WORK REQUEST 1 ->
List the four things the passage about The Revised Fundamentals of Caregiving says Ben has lost.
WORK REQUEST 2 ->
Continue the passage about The Revised Fundamentals of Caregiving, starting after its last sentence.

EXTRACT TO READ ->
Benjamin Benjamin has lost virtually everything: his wife, his family, his home, his livelihood. With few options, Ben enrolls in a night class called The Fundamentals of Caregiving, where he is instructed in the art of inserting catheters and avoiding liability, about professionalism, and on how to keep physical and emotional distance between client and provider.
But when Ben is assigned to tyrannical nineteen-year-old Trevor, who is in the advanced stages of Duchenne muscular dystrophy, he soon discovers that the endless mnemonics and service plan checklists have done little to prepare him for the reality of caring for a fiercely stubborn, sexually frustrated adolescent with an ax to grind with the world at large.
Though begun with mutual misgivings, the relationship between Trev and Ben evolves into a close camaraderie, and the traditional boundaries between patient and caregiver begin to blur as they embark on a road trip to visit Trev’s ailing father. A series of must-see roadside attractions divert them into an impulsive adventure interrupted by one birth, two arrests, a freakish dust storm, and a six-hundred-mile cat-and-mouse pursuit by a mysterious brown Buick Skylark.
Bursting with energy, this big-hearted and inspired novel ponders life’s terrible surprises and the heart’s uncanny capacity to mend.
Before I had a baby, I would go to the library at least once every other week, usually more often. I mostly read paper books, even though I have a Kindle, because that is the format almost every book I had to read right then came in. Well, now that I have a baby, getting to the library is less of a priority and due dates are much more inconvenient than they used to be, so I decided to try to utilize the library’s collection of ebooks more. This requires a lot of browsing through titles and covers and, to finally get to the point of this story, that is how I came across The Revised Fundamentals of Caregiving. I had recently finished Me Before You and thought it would be interesting to try another story about a caregiver.

DATASET ->
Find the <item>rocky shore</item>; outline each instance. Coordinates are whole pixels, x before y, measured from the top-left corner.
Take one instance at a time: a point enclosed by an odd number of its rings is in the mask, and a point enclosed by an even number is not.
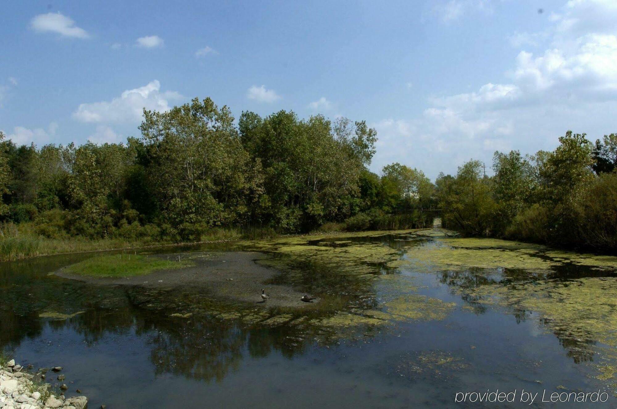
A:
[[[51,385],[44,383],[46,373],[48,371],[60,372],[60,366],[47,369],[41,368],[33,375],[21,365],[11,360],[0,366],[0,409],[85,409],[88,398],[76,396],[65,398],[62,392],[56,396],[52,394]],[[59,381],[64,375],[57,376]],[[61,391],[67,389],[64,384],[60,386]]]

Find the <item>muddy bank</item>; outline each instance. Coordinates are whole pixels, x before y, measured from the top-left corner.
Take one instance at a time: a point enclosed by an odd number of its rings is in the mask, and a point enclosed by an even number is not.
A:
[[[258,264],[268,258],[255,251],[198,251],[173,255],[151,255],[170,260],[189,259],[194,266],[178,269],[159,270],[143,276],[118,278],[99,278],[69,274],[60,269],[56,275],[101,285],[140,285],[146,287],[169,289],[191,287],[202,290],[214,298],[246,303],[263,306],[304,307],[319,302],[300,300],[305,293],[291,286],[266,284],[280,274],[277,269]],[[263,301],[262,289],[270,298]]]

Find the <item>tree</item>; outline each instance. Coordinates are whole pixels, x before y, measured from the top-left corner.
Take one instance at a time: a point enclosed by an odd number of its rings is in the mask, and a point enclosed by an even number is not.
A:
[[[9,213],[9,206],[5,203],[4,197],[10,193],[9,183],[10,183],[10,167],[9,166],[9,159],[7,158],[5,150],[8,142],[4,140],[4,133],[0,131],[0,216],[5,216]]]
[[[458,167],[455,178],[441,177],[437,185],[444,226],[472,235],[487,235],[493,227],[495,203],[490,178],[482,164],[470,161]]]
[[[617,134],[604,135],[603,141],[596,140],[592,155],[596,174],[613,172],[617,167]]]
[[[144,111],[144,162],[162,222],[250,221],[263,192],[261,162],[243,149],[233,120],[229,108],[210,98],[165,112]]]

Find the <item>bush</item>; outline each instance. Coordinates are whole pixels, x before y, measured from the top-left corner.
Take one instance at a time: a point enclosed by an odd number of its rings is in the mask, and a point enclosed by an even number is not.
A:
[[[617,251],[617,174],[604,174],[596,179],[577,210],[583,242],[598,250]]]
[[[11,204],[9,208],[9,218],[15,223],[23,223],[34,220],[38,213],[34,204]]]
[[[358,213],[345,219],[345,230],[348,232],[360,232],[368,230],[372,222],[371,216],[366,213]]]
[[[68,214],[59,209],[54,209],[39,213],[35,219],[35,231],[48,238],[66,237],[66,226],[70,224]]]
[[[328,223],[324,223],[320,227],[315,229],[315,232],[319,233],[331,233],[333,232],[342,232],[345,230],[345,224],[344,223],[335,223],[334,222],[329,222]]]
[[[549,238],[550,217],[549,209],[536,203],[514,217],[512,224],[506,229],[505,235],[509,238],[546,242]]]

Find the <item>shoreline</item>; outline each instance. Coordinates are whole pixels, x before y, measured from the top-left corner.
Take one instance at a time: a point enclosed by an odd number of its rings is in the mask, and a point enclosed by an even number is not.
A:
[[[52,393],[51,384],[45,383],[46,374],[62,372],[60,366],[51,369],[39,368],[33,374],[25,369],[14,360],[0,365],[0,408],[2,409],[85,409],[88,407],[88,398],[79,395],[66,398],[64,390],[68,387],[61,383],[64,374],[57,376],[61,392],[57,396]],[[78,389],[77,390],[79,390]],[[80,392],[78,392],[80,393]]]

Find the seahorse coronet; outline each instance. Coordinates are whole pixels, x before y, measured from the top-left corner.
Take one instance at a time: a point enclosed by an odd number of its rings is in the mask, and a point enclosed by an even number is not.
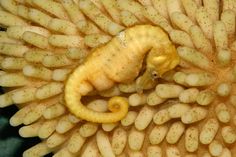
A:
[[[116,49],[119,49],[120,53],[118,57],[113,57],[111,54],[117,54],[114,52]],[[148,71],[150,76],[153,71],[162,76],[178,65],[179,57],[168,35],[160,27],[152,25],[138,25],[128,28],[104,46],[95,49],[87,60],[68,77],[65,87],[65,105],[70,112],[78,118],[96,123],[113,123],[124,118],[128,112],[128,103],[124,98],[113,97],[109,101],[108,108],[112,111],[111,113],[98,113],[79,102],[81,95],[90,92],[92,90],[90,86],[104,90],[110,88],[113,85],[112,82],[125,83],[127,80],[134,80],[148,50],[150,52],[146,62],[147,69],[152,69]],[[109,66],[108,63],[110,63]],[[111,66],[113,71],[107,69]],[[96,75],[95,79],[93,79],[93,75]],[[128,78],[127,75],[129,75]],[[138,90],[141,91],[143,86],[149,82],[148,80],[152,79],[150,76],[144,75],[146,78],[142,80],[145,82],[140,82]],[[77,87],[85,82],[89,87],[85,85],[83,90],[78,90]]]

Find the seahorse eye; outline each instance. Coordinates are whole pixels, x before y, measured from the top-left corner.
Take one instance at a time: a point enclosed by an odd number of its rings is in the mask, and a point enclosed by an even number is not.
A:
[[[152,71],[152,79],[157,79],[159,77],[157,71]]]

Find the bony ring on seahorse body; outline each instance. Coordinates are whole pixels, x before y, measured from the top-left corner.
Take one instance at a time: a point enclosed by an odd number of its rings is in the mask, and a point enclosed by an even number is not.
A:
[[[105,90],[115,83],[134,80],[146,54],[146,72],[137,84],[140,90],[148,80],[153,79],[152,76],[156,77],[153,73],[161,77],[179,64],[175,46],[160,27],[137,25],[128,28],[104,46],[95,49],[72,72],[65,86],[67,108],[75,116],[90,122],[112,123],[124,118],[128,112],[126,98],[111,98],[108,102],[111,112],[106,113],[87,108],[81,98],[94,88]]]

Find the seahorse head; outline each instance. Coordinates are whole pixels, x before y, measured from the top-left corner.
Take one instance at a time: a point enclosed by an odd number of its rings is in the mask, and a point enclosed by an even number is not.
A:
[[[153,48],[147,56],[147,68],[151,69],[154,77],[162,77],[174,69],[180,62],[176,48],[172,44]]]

==

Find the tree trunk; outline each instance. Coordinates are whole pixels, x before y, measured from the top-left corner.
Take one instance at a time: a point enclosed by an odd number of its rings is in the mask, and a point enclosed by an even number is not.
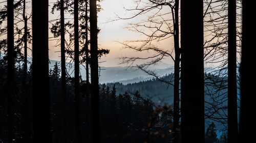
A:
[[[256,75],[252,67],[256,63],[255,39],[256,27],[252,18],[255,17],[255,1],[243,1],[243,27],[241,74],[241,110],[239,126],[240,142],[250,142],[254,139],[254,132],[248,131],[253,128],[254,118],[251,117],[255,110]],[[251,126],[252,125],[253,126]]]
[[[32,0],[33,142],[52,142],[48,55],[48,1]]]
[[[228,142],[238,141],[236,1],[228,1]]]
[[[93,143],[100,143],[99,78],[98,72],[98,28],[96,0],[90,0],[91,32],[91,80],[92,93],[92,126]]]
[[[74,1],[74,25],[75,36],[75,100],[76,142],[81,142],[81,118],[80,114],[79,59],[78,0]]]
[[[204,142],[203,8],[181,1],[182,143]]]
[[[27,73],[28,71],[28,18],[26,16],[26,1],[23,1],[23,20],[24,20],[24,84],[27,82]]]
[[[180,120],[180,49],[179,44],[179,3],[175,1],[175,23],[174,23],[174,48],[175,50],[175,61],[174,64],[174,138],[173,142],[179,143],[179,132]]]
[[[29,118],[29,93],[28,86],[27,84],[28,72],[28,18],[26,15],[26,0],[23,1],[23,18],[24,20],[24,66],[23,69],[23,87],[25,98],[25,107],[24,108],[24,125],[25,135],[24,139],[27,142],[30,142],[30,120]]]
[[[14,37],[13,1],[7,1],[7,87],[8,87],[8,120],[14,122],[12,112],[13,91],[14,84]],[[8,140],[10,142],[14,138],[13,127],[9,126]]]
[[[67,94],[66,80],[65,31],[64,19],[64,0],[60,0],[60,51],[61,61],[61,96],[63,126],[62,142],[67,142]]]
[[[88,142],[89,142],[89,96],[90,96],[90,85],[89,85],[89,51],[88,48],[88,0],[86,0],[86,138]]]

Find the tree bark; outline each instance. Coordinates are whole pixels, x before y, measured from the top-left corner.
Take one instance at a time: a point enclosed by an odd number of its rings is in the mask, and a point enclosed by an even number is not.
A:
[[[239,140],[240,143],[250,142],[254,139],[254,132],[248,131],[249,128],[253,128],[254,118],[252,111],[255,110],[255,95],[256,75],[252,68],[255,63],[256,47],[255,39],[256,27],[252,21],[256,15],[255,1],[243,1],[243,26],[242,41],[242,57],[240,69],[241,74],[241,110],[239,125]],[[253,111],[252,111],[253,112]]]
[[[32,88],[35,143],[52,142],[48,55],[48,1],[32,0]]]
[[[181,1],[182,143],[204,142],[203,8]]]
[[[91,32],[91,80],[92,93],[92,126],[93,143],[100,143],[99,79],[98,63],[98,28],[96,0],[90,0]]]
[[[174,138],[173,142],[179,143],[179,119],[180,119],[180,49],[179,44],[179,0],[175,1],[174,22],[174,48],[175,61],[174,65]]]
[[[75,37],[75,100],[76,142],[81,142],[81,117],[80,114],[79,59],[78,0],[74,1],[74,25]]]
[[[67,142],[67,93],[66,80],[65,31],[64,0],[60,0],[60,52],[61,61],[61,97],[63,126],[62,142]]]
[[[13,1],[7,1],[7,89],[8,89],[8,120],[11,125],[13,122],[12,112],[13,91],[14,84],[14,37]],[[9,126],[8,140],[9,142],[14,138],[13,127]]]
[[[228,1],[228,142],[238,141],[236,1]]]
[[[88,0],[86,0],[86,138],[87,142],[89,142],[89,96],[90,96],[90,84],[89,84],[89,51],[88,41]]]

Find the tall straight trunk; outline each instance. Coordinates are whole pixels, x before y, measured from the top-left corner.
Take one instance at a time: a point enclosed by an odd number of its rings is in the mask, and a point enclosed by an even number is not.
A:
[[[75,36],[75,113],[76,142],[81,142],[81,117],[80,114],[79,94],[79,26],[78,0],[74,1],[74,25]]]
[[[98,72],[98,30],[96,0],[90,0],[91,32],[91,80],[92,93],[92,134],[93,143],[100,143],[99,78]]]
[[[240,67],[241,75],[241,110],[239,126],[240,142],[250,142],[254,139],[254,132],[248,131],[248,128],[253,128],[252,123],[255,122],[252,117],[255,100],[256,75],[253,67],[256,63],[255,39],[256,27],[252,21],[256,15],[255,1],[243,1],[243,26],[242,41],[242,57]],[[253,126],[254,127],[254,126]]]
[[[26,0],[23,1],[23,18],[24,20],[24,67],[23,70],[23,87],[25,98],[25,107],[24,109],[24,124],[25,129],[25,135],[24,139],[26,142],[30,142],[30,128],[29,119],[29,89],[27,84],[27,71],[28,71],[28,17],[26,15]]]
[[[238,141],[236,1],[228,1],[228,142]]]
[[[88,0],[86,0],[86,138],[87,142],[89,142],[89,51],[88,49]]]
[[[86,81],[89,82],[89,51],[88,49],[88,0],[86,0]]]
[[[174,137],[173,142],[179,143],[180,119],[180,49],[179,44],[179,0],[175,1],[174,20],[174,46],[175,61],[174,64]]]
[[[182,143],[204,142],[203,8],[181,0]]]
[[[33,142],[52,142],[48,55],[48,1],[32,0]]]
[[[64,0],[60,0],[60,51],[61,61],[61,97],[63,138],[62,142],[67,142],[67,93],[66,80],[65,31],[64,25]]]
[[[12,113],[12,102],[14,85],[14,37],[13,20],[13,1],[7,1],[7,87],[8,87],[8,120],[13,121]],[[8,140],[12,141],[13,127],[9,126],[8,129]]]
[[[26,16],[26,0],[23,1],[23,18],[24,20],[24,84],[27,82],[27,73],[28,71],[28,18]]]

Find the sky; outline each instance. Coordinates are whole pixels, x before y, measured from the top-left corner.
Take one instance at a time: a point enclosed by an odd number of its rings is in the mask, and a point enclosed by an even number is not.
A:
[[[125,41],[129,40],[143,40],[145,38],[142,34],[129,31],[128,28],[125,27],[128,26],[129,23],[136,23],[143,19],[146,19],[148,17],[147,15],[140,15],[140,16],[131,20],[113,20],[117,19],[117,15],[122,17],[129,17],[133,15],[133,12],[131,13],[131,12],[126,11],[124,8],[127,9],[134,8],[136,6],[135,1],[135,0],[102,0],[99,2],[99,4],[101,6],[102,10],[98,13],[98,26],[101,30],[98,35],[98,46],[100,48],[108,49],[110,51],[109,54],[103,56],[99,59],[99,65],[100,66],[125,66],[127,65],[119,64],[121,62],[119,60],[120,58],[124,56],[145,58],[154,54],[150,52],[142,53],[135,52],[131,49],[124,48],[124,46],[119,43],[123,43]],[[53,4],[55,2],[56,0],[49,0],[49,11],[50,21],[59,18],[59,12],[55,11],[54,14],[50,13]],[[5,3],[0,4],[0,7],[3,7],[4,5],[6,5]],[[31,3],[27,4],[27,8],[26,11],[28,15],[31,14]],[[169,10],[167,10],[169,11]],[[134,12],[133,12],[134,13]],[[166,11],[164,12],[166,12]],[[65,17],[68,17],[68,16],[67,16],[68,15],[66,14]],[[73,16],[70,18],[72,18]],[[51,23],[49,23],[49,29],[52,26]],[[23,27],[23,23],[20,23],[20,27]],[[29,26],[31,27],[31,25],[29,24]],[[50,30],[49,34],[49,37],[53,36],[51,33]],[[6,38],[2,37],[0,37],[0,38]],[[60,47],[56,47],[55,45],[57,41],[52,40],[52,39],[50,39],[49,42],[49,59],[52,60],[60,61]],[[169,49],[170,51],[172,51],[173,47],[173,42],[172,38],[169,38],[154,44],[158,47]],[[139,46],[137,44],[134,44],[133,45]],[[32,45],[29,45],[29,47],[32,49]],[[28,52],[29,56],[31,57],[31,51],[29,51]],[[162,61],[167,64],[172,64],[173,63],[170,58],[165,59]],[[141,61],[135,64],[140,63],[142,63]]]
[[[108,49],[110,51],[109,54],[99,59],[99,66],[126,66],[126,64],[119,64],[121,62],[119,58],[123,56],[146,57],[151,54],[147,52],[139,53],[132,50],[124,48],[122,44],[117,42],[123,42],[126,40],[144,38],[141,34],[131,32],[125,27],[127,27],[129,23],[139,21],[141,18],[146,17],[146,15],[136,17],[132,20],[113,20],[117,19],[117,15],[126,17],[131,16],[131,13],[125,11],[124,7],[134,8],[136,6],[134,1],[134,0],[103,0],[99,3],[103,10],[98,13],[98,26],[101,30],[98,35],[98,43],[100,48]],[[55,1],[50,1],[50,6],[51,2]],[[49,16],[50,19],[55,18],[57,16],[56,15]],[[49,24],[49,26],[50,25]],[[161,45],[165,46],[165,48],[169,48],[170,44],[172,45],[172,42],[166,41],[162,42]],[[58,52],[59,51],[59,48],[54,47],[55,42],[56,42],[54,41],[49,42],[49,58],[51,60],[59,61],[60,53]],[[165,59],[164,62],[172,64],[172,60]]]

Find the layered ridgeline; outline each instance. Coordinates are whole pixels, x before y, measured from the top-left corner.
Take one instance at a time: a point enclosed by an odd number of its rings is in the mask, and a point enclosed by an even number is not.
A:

TASK RESULT 1 ->
his wife, his family, his home, his livelihood

TASK RESULT 2 ->
Ben’s life is virtually at a standstill after the deaths of his two children. His wife leaves him and with the loss of his kids, he loses his occupation/identity as a stay-at-home dad. He becomes a certified caregiver and lands himself a job as the caregiver for Trev, a young man with MD. Ben is having trouble moving forward with his life, but he and Trev strike up a friendship which culminates in a road trip across the Northwestern US.
While the summary of this book would have you believe that this is the story of an unusual friendship, it is more a story about Ben’s journey of grief and healing. Not a bad thing, just not what I was really expecting. Ben’s life is a bit of a country song (as he even says at some point)– he loses his wife, his kids, his job, his family, and I’m sure if he had a dog and a truck, he would have lost those, too. I know that trying to move on after the death of his children is not an easy journey, but Ben acts a bit irrational, reckless, and just plain weird sometimes. At the same time, though, he really is a caregiver in every sense of the word, one of those people who tends to tend to others’ problems before his own– often to his own detriment.
One plot device I really do not enjoy is when we are told a character has died, but then there is an attempt to build up suspense about the nature of that death. Evison does that in this book with the deaths of Ben’s children and it just feels anticlimactic and a bit clumsy. We know they are dead, we are told early on it is because of some accident on Ben’s watch, it really isn’t suspenseful or all that interesting to have intermittent flashbacks to the accident. (Another book that had a similar tack was Simply from Scratch, in case you care to know where I’m getting that this is a thing that authors do.)
Another thing that bugged me is that Trev and Ben bond by going to the food court and ranking the women they see, specifically mentioning what sex act they’d do to each girl. I think Ben even knowingly refers to it as objectifying women and I know it is likely realistic, but it still made me uncomfortable to see male-bonding-through-misogyny.
This is a book I had a hard time rating. It is well-written and Ben is a well-developed character. I just don’t know that I really liked the book a whole lot, though I am far from actively hating it. Between the anticlimactic accident flashbacks, the “I’d slip it to her” remarks, and the often depressing atmosphere hanging over the book, I just can’t say this was a book I enjoyed. That said, this book was not without its charms, I just am not sure I am the right reader for it.